BEGIN

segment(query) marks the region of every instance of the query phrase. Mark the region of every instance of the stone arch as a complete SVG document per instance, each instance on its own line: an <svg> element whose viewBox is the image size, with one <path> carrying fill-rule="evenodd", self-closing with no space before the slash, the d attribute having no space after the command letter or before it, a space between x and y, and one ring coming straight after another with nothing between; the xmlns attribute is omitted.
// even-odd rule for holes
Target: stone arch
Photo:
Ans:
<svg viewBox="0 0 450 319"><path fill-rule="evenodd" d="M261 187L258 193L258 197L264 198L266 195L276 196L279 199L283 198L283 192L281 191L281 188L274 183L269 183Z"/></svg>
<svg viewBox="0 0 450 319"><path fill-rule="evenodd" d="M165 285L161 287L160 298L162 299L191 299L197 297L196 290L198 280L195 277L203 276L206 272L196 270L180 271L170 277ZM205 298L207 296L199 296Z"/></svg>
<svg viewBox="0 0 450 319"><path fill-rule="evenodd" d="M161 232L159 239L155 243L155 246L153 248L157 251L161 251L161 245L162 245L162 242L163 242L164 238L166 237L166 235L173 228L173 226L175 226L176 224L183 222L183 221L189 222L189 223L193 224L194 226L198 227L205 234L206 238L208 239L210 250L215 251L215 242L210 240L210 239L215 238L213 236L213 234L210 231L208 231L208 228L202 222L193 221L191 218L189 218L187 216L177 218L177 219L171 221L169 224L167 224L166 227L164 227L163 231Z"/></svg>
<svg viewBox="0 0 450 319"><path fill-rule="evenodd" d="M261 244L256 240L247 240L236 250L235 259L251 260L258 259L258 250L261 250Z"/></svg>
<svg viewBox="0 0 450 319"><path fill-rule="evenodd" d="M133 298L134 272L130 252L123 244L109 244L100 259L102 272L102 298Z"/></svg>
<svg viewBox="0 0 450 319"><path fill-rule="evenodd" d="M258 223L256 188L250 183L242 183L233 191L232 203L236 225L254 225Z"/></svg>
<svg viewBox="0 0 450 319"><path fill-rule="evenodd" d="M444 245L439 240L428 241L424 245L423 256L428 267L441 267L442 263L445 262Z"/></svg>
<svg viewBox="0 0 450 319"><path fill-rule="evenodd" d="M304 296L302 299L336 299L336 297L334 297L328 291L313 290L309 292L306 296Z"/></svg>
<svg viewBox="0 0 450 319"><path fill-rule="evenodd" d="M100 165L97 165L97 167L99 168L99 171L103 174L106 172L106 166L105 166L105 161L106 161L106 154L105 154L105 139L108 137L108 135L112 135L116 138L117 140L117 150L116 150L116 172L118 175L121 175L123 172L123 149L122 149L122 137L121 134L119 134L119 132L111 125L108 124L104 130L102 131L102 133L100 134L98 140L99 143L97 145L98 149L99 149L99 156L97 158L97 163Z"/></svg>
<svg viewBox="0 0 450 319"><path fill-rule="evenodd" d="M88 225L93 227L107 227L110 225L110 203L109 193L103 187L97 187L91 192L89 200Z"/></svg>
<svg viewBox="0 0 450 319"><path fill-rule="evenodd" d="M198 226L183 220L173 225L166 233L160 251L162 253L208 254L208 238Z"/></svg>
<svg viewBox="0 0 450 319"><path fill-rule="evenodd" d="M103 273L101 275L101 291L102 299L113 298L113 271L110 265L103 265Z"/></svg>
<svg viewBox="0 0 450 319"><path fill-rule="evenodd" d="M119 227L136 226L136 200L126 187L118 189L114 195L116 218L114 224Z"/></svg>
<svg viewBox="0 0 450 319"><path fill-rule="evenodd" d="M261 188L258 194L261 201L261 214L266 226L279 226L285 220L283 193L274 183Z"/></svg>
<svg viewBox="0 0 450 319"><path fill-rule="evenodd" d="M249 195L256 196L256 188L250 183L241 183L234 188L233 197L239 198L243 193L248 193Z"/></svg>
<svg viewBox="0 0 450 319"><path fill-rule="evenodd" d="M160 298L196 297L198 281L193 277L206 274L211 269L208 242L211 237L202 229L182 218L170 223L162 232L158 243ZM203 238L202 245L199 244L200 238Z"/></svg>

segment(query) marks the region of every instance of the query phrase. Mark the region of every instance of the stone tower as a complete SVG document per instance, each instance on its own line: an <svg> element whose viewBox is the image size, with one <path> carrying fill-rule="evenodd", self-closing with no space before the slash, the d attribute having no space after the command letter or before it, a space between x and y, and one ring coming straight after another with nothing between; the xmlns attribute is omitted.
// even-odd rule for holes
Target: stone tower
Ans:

END

_What you will do_
Say each line again exactly as it appears above.

_Result of the task_
segment(query) marks the region of every instance of the query phrase. Mark the region of every instance of the stone arch as a complete SVG document per instance, each instance on its own line: an <svg> element whose viewBox is the image size, with one <path> carrying fill-rule="evenodd", self-closing with no space before the slash, the d attribute having no space after the command letter or before it, a space between x and y, and one ring coming straight after another with nothing between; the xmlns attribute is omitted.
// even-odd rule for holes
Target: stone arch
Photo:
Ans:
<svg viewBox="0 0 450 319"><path fill-rule="evenodd" d="M261 187L258 193L258 197L264 198L266 195L276 196L279 199L283 198L283 192L281 191L281 188L274 183L269 183Z"/></svg>
<svg viewBox="0 0 450 319"><path fill-rule="evenodd" d="M165 285L161 287L160 298L162 299L191 299L197 297L196 290L198 280L195 277L203 276L206 272L196 270L180 271L170 277ZM205 298L207 296L199 296Z"/></svg>
<svg viewBox="0 0 450 319"><path fill-rule="evenodd" d="M161 232L159 239L155 243L155 246L153 248L157 251L161 251L161 245L162 245L162 242L163 242L164 238L166 237L166 235L173 228L173 226L175 226L176 224L183 222L183 221L189 222L189 223L193 224L194 226L198 227L205 234L206 238L208 239L210 250L215 251L215 242L210 240L210 239L215 238L213 236L213 234L210 231L208 231L208 228L202 222L193 221L191 218L189 218L187 216L177 218L177 219L171 221L169 224L167 224L166 227L164 227L163 231Z"/></svg>
<svg viewBox="0 0 450 319"><path fill-rule="evenodd" d="M261 244L256 240L247 240L236 250L235 259L251 260L258 259L258 250L261 250Z"/></svg>
<svg viewBox="0 0 450 319"><path fill-rule="evenodd" d="M133 298L134 272L130 252L123 244L109 244L100 259L102 272L102 298Z"/></svg>
<svg viewBox="0 0 450 319"><path fill-rule="evenodd" d="M258 223L256 188L250 183L242 183L233 191L232 203L236 225L254 225Z"/></svg>
<svg viewBox="0 0 450 319"><path fill-rule="evenodd" d="M444 245L439 240L428 241L424 245L423 256L428 267L441 267L442 263L445 262Z"/></svg>
<svg viewBox="0 0 450 319"><path fill-rule="evenodd" d="M304 296L302 299L336 299L336 297L334 297L328 291L313 290L309 292L306 296Z"/></svg>
<svg viewBox="0 0 450 319"><path fill-rule="evenodd" d="M100 165L97 165L97 167L99 168L99 171L103 174L106 172L106 166L105 166L105 161L106 161L106 154L105 154L105 139L108 137L108 135L112 135L116 138L117 140L117 150L116 150L116 172L118 175L121 175L123 172L123 149L122 149L122 137L121 134L119 134L119 132L111 125L108 124L104 130L102 131L102 133L100 134L98 140L99 143L97 145L98 149L99 149L99 156L97 158L97 163Z"/></svg>
<svg viewBox="0 0 450 319"><path fill-rule="evenodd" d="M88 225L93 227L107 227L110 225L110 203L109 193L103 187L97 187L91 192L89 200Z"/></svg>
<svg viewBox="0 0 450 319"><path fill-rule="evenodd" d="M198 226L183 220L173 225L166 233L160 251L162 253L208 254L208 238Z"/></svg>
<svg viewBox="0 0 450 319"><path fill-rule="evenodd" d="M103 273L101 275L101 291L102 299L113 298L113 271L110 265L103 265Z"/></svg>
<svg viewBox="0 0 450 319"><path fill-rule="evenodd" d="M119 227L136 226L136 200L126 187L118 189L114 195L116 218L114 224Z"/></svg>
<svg viewBox="0 0 450 319"><path fill-rule="evenodd" d="M261 188L258 194L261 201L261 214L266 226L279 226L285 220L283 193L274 183Z"/></svg>
<svg viewBox="0 0 450 319"><path fill-rule="evenodd" d="M249 195L256 196L256 188L250 183L241 183L234 188L233 197L239 198L243 193L248 193Z"/></svg>
<svg viewBox="0 0 450 319"><path fill-rule="evenodd" d="M160 298L196 297L198 281L193 277L206 274L211 269L208 242L211 237L202 229L182 218L170 223L162 232L158 243ZM203 238L202 245L199 244L200 238Z"/></svg>

segment(query) marks the region of every instance of the query phrase. Mark the region of every instance of the stone tower as a complete SVG document per instance, each instance on its own line: an <svg> element whose viewBox is the image size, with one <path> carrying fill-rule="evenodd", self-closing with no space before the slash, the d attribute having no space after the command letter or before it, a space between x and y, and one ring coming straight after another with nothing between; the xmlns attribute is omitted.
// even-odd rule for holes
Target: stone tower
Ans:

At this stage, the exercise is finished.